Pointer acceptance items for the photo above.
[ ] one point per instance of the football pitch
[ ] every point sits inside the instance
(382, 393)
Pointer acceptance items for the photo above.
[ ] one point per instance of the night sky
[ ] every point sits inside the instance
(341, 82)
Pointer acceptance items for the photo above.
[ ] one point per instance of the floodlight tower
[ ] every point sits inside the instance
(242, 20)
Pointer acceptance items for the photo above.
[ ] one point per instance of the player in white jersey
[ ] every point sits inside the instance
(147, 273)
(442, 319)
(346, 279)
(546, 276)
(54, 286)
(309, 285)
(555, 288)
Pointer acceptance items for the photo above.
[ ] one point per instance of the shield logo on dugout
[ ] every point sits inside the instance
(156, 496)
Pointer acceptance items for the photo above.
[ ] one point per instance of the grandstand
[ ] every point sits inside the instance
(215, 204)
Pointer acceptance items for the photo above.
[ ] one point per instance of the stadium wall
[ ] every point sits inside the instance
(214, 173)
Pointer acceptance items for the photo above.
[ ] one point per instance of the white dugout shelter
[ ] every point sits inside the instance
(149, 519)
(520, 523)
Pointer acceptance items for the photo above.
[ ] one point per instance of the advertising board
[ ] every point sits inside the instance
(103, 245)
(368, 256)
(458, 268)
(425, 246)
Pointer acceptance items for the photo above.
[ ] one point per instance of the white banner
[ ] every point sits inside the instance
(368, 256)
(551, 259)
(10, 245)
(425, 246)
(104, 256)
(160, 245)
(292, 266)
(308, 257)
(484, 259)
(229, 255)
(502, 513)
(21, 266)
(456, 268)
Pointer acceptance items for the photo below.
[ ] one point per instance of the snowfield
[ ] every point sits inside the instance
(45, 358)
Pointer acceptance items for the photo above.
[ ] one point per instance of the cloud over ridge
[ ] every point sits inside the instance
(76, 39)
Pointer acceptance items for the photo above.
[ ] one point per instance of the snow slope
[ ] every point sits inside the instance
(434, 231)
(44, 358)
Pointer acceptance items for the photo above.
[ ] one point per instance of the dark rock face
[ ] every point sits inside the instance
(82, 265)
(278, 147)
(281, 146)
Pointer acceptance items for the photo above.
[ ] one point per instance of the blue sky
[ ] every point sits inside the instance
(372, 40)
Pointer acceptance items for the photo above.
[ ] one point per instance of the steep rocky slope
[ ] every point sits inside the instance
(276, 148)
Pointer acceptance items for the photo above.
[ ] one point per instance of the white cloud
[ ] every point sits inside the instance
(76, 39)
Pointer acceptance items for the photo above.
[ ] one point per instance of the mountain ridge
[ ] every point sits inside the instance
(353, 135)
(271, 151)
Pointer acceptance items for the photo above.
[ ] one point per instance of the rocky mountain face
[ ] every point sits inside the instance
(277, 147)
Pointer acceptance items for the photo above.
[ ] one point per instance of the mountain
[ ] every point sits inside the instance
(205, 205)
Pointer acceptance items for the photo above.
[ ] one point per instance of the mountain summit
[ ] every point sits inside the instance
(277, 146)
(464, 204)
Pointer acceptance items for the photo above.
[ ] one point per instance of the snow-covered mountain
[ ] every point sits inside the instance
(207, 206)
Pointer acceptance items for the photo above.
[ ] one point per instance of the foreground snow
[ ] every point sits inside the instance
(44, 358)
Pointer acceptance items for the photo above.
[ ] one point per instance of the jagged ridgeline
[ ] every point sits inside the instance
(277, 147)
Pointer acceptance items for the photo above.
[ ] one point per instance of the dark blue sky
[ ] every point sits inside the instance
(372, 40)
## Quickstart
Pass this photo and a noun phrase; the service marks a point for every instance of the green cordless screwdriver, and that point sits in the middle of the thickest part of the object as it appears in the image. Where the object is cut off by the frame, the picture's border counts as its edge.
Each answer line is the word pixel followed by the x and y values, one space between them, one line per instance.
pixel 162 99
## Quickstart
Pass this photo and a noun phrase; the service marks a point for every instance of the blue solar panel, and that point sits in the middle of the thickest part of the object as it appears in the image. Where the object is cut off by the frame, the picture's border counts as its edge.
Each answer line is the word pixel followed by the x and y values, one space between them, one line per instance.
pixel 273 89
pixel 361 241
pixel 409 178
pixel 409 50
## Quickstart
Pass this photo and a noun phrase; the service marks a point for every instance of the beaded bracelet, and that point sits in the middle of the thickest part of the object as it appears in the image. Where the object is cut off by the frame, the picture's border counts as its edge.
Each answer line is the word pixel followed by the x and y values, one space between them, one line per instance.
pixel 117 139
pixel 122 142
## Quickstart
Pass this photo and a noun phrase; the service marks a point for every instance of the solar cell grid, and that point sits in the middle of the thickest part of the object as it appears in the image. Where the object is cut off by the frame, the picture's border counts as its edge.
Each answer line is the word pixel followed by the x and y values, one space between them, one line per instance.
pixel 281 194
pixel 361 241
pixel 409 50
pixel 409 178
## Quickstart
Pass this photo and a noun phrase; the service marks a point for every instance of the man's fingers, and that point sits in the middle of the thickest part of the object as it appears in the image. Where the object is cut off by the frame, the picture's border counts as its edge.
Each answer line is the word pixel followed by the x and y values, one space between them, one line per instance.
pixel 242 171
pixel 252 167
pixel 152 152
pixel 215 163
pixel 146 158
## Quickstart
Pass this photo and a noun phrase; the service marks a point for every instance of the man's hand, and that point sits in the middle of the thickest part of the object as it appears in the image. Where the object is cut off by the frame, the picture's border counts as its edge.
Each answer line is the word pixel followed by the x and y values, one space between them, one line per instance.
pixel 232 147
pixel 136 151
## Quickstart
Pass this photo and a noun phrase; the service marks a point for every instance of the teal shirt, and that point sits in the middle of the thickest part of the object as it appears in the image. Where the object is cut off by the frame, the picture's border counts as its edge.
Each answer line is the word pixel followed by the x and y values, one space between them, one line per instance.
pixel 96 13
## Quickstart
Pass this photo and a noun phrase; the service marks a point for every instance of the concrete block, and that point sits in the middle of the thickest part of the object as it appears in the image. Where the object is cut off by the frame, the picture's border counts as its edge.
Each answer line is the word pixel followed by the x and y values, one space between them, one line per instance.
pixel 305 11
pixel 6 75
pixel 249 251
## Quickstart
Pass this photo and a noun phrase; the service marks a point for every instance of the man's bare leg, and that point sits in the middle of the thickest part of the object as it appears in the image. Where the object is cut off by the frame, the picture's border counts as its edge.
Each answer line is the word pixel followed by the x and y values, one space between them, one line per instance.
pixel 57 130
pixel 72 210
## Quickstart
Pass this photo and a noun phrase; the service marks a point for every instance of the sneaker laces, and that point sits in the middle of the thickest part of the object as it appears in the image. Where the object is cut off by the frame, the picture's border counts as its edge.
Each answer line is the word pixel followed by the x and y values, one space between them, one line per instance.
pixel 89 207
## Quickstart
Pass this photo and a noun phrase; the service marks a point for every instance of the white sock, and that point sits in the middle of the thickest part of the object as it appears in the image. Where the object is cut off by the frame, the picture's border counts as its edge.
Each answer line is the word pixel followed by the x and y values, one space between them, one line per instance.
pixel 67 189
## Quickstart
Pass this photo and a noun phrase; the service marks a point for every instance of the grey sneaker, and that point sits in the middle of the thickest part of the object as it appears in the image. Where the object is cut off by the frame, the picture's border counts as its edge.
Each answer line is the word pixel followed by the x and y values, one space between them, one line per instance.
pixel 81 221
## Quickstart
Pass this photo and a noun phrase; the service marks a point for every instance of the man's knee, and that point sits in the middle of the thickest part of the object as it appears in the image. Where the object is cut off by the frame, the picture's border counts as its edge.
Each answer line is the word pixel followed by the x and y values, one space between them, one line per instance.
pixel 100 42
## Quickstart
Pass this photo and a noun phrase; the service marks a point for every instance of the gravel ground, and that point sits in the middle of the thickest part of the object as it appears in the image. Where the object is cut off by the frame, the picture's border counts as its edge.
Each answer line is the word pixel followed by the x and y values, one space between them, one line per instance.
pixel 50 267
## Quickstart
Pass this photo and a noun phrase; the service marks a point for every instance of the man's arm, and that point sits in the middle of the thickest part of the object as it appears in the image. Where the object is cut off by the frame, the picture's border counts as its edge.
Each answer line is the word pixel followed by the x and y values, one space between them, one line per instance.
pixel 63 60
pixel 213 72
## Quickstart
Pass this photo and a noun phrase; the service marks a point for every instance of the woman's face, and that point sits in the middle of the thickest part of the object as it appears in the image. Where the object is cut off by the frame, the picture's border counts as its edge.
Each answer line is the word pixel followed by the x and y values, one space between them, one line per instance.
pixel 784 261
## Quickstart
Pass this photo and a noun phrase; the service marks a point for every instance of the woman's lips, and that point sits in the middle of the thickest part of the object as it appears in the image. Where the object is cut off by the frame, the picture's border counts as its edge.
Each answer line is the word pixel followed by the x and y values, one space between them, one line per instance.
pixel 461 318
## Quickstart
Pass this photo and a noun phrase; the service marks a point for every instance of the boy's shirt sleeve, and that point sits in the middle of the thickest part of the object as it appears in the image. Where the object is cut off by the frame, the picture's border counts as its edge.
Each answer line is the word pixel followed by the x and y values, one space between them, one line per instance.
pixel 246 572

◆ ◆ ◆ ◆

| Instructions for the task |
Which lines of the items above contain the word "rocky", with case counting? Show each of those lines in full.

| Expected answer |
[ ] one point per instance of the steep rocky slope
[ ] one point per instance of the rocky mountain face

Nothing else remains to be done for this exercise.